### Short problem 1
In the listing, swap "Reviewer note" for "Annotator note" across the stretch from the line containing "Reviewer note: make sure each instance of the valley" through the line containing "[(248, 271), (258, 270)]", leaving everything else intact, and return only those lines.
--- Page ---
[comp.unix.wizards] Directory compression

m5@lynx.uucp (Mike McNally) (08/16/90)

Does 4.3BSD (or anything else) dynamically compress directories when
entries are removed?  If so, how does the system deal with
consistency?  Like if I'm reading while something else is unlinking and
the directory is being compressed, how does the world go on living?
-- 
Mike McNally                                    Lynx Real-Time Systems
uucp: {voder,daver}!lynx!m5                     phone: 408 370 2233

            Where equal mind and contest equal, go.

bzs@world.std.com (Barry Shein) (08/19/90)

>Does 4.3BSD (or anything else) dynamically compress directories when
>entries are removed?  If so, how does the system deal with
>consistency?  Like if I'm reading while something else is unlinking and
>the directory is being compressed, how does the world go on living?
>-- 
>Mike McNally                                    Lynx Real-Time Systems

I believe all that is done is the freeing of (completely) emptied
blocks, so there's no problem. There's really no need, that I can see,
to do any further squeezing (I suppose you could try to smash now
small dirs into frags, not really worthwhile.)
-- 
        -Barry Shein

Software Tool & Die    | {xylogics,uunet}!world!bzs | bzs@world.std.com
Purveyors to the Trade | Voice: 617-739-0202        | Login: 617-739-WRLD

chris@mimsy.umd.edu (Chris Torek) (08/19/90)

In article <7913@lynx.UUCP> m5@lynx.uucp (Mike McNally) writes:
>Does 4.3BSD (or anything else) dynamically compress directories when
>entries are removed?  If so, how does the system deal with
>consistency?

I cannot speak for `anything else', but the answer for 4BSD is `no'.
Recent versions of 4BSD will reduce the sizes of directories, but not
when files are removed: only when files are created.  (There is another
answer to the above question, which appears below.)

The code goes something like this (the order is a bit different):

	if (this operation is not CREATE or RENAME)
		we can use the name cache;
	else {
		we have to scan the entire directory anyway;
		we need a slot with enough space for this name;
	}
	if (we can use the cache && we should use the cache) {
		if (cache lookup yeilds valid result)
			return result;
		remove invalid entry, if any, from cache;
	}
	enduseful = 0;
	for (offset = 0; offset < dirsize; offset += cur_record_len) {
		get current record stuff;
		if (entry is valid) {	/* found a nonempty slot */
			if (this entry matches) {
				if (we can use the cache)
					add it to the cache;
				return it;
			}
			enduseful = offset + cur_record_len;
		} else {		/* found an empty slot */
			if (this slot is big enough && we need a slot)
--- Stored records ---
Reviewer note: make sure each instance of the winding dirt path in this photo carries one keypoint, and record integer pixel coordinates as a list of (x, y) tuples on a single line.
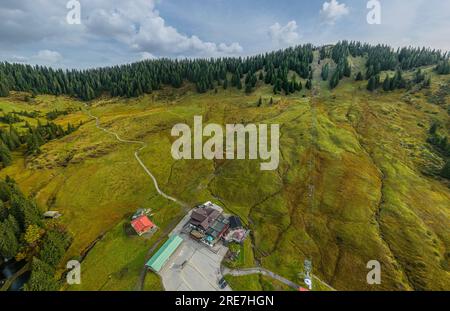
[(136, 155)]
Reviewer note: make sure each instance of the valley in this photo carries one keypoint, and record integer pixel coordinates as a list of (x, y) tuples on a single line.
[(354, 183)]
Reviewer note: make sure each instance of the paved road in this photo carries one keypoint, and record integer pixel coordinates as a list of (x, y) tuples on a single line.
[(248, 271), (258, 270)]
---
--- Stored records ---
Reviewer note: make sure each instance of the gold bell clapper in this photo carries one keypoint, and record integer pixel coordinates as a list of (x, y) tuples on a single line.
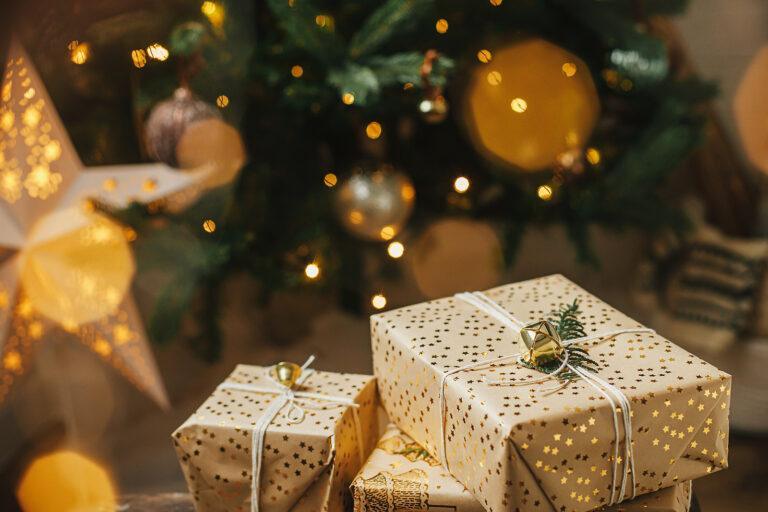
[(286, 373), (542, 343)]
---
### Short problem 2
Reproduce the stretch of the directory compression thread from "In article <7913@lynx.UUCP>" through "CREATE or RENAME)" word for word.

### Exercise answer 1
Annotator note: make sure each instance of the valley in this photo carries one keypoint, and record integer pixel coordinates as a list of (x, y) tuples on a single line.
[(354, 183)]
Annotator note: make sure each instance of the paved road in this photo carries one keypoint, and record integer pixel coordinates as a list of (x, y) tuples on a single line.
[(248, 271), (258, 270)]

### Exercise answer 2
In article <7913@lynx.UUCP> m5@lynx.uucp (Mike McNally) writes:
>Does 4.3BSD (or anything else) dynamically compress directories when
>entries are removed?  If so, how does the system deal with
>consistency?

I cannot speak for `anything else', but the answer for 4BSD is `no'.
Recent versions of 4BSD will reduce the sizes of directories, but not
when files are removed: only when files are created.  (There is another
answer to the above question, which appears below.)

The code goes something like this (the order is a bit different):

	if (this operation is not CREATE or RENAME)